YOUR TASK: Count how many of the lines below contain the string "roof", treating uppercase and lowercase as different. Reply with the number alone.

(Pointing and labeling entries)
○ ○ ○

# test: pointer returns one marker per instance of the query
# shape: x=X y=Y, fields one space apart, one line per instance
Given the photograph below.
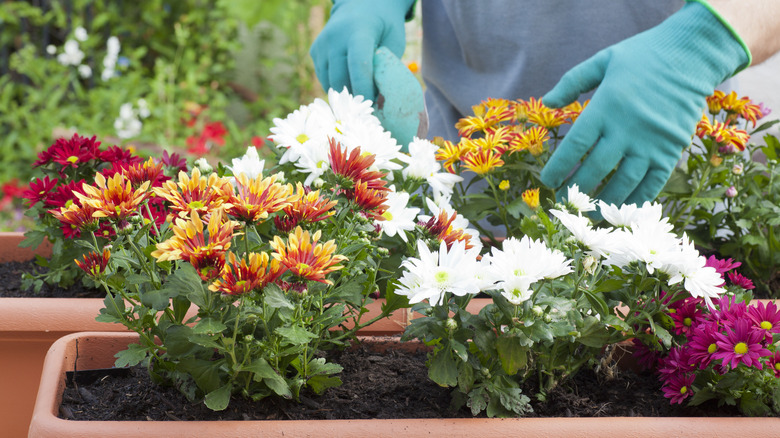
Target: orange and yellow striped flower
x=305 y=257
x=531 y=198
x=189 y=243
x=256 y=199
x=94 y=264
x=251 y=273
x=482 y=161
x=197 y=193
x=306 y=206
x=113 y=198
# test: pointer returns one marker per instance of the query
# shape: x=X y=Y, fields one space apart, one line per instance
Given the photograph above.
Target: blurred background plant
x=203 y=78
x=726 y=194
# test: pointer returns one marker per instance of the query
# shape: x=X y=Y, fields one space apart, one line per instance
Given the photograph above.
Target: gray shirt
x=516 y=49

○ ○ ○

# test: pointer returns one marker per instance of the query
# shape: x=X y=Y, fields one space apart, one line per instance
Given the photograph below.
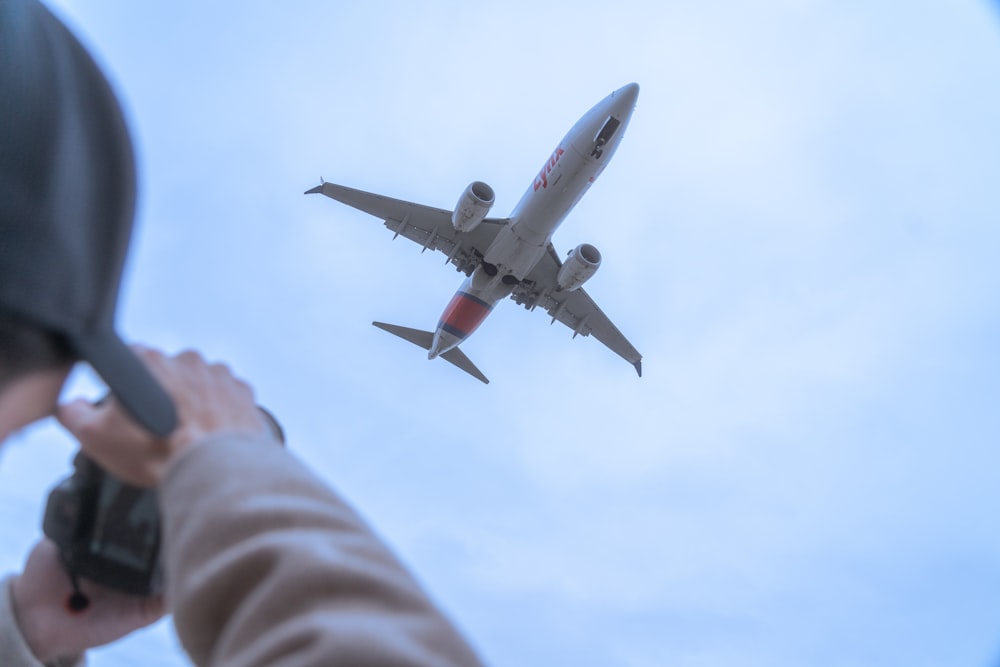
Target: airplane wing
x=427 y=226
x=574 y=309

○ ○ ○

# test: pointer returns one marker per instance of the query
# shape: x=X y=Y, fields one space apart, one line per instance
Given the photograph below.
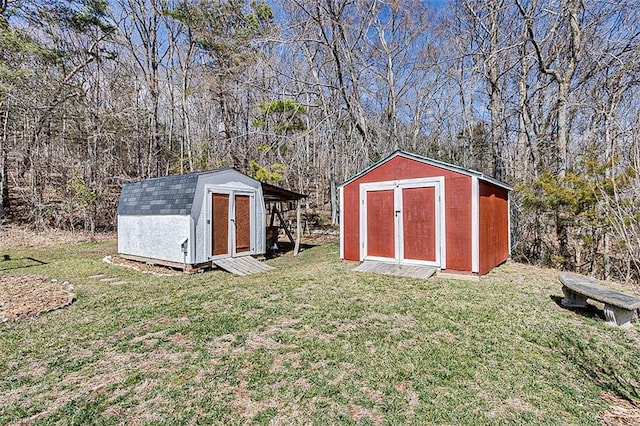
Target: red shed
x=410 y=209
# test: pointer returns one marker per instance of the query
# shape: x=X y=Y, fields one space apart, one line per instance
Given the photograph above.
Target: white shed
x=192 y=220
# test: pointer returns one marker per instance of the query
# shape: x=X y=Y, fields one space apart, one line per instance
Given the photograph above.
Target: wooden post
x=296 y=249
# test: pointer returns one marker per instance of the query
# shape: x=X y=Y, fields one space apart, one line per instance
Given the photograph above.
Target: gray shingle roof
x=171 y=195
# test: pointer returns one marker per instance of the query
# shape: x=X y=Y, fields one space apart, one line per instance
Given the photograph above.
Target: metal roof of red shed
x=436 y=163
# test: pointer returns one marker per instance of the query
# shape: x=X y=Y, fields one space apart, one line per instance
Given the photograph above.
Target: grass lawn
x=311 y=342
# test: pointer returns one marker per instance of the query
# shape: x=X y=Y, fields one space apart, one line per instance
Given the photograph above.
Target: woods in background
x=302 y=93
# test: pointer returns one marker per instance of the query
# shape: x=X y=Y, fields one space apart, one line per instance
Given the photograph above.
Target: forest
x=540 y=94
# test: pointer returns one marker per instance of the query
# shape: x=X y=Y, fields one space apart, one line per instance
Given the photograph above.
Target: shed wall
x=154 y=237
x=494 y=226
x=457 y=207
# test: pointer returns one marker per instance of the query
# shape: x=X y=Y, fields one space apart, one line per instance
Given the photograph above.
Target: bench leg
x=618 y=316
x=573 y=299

○ ○ ○

RESULT: 2